:: TEXT SEGMENT ::

Bizarre murder of trio a low moment for Kenya

This has been a low week for the Kenyan human rights community and the legal profession in general. On Thursday last week young Willie Kimani, a human rights lawyer employed by the International Justice Mission, left home, joined up with his client and sought to advance his client’s interests within the framework provided by the law.

He appeared in the Mavoko law courts, made his normal appearances and then headed home, looking forward to reconnecting with his young wife and child. Unfortunately for Willie, his client Josephat Mwenda and Joseph Muiruri, the ill-fated taxi driver who sought to drive them back to Nairobi, that trip ended fatally. The background to the matter is that Mwenda had been the victim of a shooting by a police officer. When he pursued the case against the officer, a series of acts of intimidation followed, including the filing of false charges most probably to try and “encourage” him to withdraw his complaint. He never withdrew and that is how Willie’s employer got roped into the matter and Willie ended up in Mavoko.

After leaving Mavoko, all the three of them, Willie, Mwenda and the taxi driver disappeared. Their bodies were found this last Friday in Ol Donyo Sabuk River. While it’s not always right to imagine the worst of the police, one would have to be criminally naïve to see no connection between the acts of a human rights defender and his insistent client against a police officer and the former’s brutal assassination.

:::
:: MATERIAL ::

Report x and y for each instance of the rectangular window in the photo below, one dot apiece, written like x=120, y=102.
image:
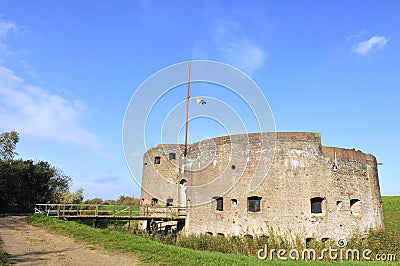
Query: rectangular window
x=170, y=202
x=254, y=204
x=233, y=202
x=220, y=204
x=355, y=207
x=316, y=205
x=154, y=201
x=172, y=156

:::

TASK LIST:
**1)** Repeat the listing of labeled-object pointing entries word for word, leaving the pictures out of your answer.
**2)** Supply what comes next in the article about the murder of the Kenyan human rights lawyer and his two companions, starting after its last sentence.
The article and the listing have no connection to each other.

ANSWERS TO THE PROBLEMS:
**1)**
Report x and y for each instance of the rectangular window in the photo below, one dot apiece, written like x=120, y=102.
image:
Query: rectangular window
x=170, y=202
x=254, y=204
x=233, y=202
x=220, y=204
x=355, y=207
x=316, y=205
x=154, y=201
x=172, y=156

**2)**
I have lived long enough in Kenya to know that some police officers routinely brutalise citizens who threaten to pursue complaints for wrongful police action, the human rights protections in the Constitution notwithstanding. Until the contrary is proved, I will assume that the trios’ brutal murder is directly related to the complaint against the police and that Willie has paid the ultimate price that a lawyer can pay to advance the cause of justice.

This killing marks a terrifying stage in the progression of impunity and abuse of police power. It is most chilling because of its brazenness, and the insidious “mtado?” confidence by the perpetrators that they will get away with it. Kenya may quickly join the woeful ranks of the DRC, Colombia and other countries where “enemies” of the security forces are routinely “disappeared”.

While Kenya has always had rogue policemen, such rogueness has generally been in the peripheral of the force and has tended to avoid acts in which there is too much risk of exposure.

If Willie, Mwenda Muiruri’s murder is treated as just another unfortunate event in Kenya’s human rights story, it will legitimise rogue police behaviour and send a chilling message to those who would dare challenge police wrongdoing. I am gratified by the actions taken by the LSK in pushing this matter to the fore of national discourse.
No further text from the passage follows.